■ Your assignment:
The number of lines below holding the string "Target" is the only answer wanted.

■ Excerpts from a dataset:

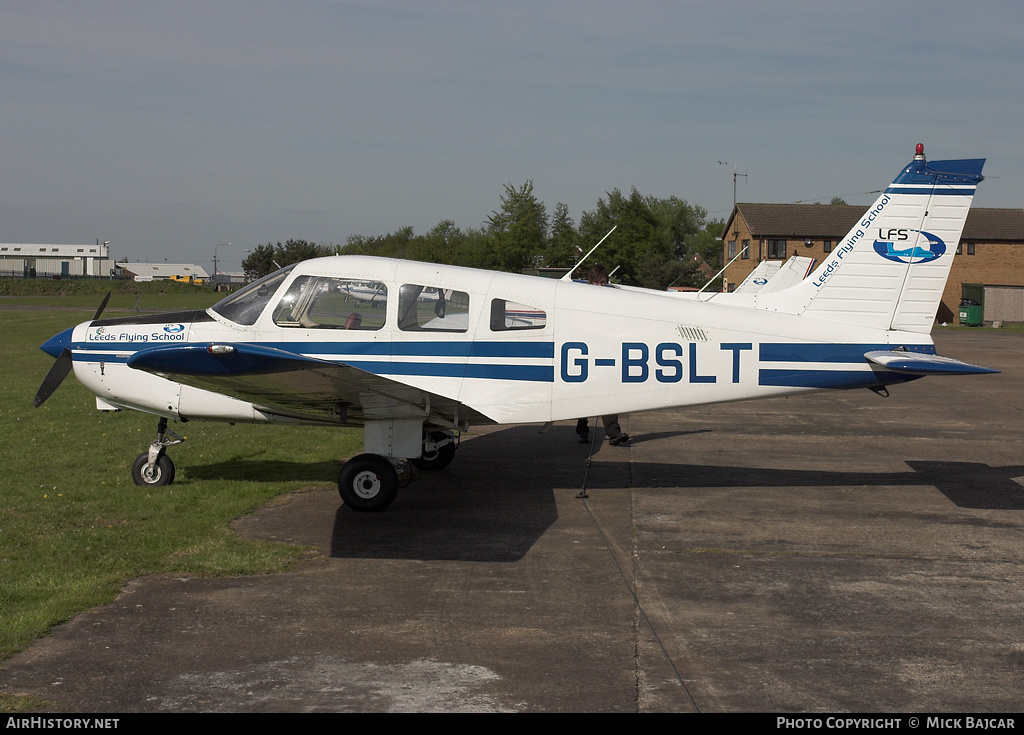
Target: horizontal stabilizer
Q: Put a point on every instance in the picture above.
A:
(916, 363)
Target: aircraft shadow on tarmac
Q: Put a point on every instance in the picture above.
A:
(498, 496)
(497, 499)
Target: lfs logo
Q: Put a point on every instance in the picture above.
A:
(888, 247)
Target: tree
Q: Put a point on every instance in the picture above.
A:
(563, 241)
(519, 228)
(266, 258)
(259, 262)
(638, 236)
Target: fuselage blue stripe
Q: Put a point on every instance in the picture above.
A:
(537, 374)
(938, 190)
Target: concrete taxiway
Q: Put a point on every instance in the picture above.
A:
(837, 552)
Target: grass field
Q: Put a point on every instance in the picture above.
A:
(74, 528)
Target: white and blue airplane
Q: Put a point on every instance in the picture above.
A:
(417, 353)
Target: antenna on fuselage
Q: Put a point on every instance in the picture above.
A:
(710, 280)
(568, 275)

■ Result of the task:
9